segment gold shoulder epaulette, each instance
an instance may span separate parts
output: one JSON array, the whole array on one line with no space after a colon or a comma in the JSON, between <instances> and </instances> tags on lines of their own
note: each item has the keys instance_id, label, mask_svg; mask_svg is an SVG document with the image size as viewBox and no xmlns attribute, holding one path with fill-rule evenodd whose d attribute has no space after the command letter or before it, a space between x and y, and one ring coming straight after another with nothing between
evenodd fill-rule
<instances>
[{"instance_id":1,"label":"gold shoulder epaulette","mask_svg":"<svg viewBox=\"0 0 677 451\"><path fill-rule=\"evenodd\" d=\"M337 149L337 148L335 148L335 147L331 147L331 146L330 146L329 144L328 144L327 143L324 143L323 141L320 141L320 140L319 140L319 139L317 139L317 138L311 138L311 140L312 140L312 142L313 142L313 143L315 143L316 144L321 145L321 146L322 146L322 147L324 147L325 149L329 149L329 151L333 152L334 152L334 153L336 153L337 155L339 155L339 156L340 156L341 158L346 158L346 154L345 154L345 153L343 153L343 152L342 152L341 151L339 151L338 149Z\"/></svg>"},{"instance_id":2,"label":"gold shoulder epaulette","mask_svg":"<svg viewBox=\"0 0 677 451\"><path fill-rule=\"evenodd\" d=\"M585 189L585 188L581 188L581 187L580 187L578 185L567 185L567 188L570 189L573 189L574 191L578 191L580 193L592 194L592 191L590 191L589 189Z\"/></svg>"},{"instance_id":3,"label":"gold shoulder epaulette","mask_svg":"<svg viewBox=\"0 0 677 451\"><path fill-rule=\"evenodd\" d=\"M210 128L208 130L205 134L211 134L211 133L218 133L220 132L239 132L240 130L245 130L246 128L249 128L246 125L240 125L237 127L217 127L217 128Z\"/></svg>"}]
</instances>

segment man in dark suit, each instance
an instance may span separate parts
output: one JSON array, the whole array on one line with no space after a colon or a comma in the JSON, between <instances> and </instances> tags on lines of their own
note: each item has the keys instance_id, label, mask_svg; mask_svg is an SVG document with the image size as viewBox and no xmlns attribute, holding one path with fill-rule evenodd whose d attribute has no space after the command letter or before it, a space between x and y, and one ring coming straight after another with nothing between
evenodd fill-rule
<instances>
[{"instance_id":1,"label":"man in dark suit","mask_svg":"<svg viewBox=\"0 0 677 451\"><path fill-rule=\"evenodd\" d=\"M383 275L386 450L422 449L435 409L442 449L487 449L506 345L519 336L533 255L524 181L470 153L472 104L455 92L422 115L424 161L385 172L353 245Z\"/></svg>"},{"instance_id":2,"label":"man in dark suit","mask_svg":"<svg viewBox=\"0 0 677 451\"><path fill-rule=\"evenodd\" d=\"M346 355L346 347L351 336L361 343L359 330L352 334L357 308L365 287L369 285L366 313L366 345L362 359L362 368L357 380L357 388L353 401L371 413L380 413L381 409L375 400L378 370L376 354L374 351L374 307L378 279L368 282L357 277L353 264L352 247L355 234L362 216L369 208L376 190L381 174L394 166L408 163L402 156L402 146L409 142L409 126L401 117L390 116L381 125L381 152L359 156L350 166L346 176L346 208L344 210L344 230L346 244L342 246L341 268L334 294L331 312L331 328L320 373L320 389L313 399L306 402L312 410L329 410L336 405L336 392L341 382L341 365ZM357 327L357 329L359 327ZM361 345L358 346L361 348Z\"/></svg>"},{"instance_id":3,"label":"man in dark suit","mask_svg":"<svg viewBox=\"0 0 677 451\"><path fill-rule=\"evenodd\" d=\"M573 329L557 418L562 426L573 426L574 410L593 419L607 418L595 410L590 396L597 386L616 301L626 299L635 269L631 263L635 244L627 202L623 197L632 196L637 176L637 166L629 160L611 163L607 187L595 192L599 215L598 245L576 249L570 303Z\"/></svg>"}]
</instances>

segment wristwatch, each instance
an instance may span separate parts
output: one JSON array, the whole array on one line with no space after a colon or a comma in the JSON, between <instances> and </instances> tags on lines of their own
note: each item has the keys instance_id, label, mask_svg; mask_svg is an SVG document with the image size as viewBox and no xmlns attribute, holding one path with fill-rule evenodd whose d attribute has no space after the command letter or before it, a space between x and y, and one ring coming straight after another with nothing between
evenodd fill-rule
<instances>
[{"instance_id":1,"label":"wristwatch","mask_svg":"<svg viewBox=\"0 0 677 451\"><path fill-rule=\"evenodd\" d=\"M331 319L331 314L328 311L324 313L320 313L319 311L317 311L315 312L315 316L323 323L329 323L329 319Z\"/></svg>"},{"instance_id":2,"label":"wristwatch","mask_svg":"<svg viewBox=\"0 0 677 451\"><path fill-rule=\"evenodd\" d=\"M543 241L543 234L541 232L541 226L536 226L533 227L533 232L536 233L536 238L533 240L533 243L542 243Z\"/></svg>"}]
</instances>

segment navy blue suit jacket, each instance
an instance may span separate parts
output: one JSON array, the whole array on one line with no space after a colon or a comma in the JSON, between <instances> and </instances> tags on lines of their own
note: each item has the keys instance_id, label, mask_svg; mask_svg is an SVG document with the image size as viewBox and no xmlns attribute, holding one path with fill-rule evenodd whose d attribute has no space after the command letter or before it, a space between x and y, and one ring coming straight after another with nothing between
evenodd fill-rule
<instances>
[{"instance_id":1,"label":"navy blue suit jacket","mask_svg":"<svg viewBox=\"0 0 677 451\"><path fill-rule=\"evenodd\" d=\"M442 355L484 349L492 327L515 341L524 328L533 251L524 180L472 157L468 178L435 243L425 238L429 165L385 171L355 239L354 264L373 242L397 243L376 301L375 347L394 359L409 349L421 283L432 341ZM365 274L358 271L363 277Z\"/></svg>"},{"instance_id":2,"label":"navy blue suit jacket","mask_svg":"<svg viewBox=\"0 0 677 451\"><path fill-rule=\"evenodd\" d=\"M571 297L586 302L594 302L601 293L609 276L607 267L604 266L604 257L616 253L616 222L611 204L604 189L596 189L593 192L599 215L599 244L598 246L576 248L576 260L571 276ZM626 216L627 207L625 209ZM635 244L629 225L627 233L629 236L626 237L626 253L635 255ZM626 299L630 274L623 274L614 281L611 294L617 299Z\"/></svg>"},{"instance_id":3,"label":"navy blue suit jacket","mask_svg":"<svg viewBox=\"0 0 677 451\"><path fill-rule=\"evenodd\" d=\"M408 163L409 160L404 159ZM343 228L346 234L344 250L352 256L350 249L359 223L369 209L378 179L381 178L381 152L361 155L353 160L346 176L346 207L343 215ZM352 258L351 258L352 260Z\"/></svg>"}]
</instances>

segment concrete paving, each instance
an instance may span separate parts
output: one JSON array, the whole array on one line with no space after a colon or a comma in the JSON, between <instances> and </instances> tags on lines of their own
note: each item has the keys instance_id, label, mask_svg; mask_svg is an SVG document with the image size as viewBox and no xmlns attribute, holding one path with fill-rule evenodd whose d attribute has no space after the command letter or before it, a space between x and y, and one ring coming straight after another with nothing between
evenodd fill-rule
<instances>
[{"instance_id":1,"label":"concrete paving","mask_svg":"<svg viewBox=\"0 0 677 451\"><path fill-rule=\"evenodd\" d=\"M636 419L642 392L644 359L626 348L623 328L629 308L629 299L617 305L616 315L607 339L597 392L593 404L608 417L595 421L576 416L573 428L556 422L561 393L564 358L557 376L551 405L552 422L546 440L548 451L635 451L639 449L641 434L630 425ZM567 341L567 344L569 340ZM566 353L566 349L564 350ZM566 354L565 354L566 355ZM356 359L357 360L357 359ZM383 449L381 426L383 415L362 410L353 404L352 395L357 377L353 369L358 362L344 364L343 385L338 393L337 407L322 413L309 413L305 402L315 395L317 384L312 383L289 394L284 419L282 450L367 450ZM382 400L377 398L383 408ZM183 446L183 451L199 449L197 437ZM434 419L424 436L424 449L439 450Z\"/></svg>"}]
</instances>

_EXERCISE AIM:_
Reproduce the records from the line containing "segment concrete paving, each instance" through the end of the records, inclusive, substituting "disjoint regions" for "separate parts" and leaving everything else unchanged.

_EXPECTED OUTPUT:_
segment concrete paving, each instance
an instance may span disjoint regions
output: one JSON array, the whole array on one line with no space after a colon or a comma in the JSON, between <instances> and </instances> tags on lines of their own
note: each item has the keys instance_id, label, mask_svg; mask_svg is an SVG document with the image size as viewBox and no xmlns attribute, holding one path with fill-rule evenodd whose d attribute has no space after the command letter or before it, a space between x and y, and one ring coming straight after another with nothing between
evenodd fill-rule
<instances>
[{"instance_id":1,"label":"concrete paving","mask_svg":"<svg viewBox=\"0 0 677 451\"><path fill-rule=\"evenodd\" d=\"M636 419L642 392L644 359L626 348L623 328L629 308L629 299L617 305L616 315L607 339L597 392L593 404L608 417L595 421L576 416L573 428L556 422L561 393L564 358L557 376L551 405L552 422L546 440L548 451L635 451L639 449L641 434L630 425ZM567 341L567 344L569 340ZM566 353L566 349L564 350ZM566 354L565 354L566 355ZM356 359L357 360L357 359ZM383 449L381 426L383 415L362 410L353 404L352 395L357 377L353 369L358 362L344 364L343 385L338 393L337 407L322 413L309 413L305 402L315 395L317 384L312 383L289 394L284 419L282 450L367 450ZM382 400L377 398L383 408ZM183 446L183 451L199 449L197 437ZM434 419L424 436L424 449L439 450Z\"/></svg>"}]
</instances>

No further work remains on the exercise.